Items from a data collection>
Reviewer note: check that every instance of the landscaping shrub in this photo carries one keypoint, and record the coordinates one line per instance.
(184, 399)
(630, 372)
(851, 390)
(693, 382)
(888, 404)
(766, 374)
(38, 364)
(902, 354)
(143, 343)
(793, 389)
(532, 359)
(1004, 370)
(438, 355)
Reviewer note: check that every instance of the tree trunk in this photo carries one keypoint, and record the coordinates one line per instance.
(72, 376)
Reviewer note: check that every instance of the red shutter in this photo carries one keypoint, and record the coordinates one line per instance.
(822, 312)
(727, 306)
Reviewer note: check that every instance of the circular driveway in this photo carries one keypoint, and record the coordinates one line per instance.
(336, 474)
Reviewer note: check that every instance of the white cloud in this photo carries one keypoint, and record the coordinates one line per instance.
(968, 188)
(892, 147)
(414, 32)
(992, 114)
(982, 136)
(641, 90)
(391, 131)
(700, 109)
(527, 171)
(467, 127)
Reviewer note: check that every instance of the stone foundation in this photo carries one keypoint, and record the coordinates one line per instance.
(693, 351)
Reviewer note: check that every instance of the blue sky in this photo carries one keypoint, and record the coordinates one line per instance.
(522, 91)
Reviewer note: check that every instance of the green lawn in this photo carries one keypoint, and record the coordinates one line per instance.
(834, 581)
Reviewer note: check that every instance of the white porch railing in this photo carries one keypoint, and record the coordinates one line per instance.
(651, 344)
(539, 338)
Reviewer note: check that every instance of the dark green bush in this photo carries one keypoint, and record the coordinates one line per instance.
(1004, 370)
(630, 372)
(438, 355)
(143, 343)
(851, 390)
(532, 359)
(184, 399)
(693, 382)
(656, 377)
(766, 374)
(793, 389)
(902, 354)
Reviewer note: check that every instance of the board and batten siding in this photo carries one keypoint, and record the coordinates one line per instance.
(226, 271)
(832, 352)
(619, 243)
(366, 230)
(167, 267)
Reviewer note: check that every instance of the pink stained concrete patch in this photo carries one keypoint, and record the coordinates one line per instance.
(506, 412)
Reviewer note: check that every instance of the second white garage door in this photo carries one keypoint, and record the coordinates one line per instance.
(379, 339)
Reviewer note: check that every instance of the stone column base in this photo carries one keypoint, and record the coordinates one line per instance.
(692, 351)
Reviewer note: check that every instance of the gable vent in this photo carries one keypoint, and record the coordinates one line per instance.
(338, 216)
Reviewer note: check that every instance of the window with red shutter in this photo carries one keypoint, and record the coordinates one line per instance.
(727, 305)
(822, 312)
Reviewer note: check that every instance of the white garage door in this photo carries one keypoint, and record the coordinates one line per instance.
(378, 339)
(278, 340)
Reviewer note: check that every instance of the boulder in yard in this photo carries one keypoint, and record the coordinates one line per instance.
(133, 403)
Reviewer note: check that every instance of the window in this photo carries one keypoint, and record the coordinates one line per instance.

Exercise task> Transcribe the lines of the items verbatim, starting at the line that contains "Reviewer note: check that every instance of the boulder" and continuing through the final line of the items.

Correct response>
Reviewer note: check that every instance of the boulder in yard in this photo carries one keypoint, and record the coordinates one line per instance.
(133, 403)
Reviewer note: check that every instance of the window in this photo carries one keypoint, and record the coordinates one line per instance.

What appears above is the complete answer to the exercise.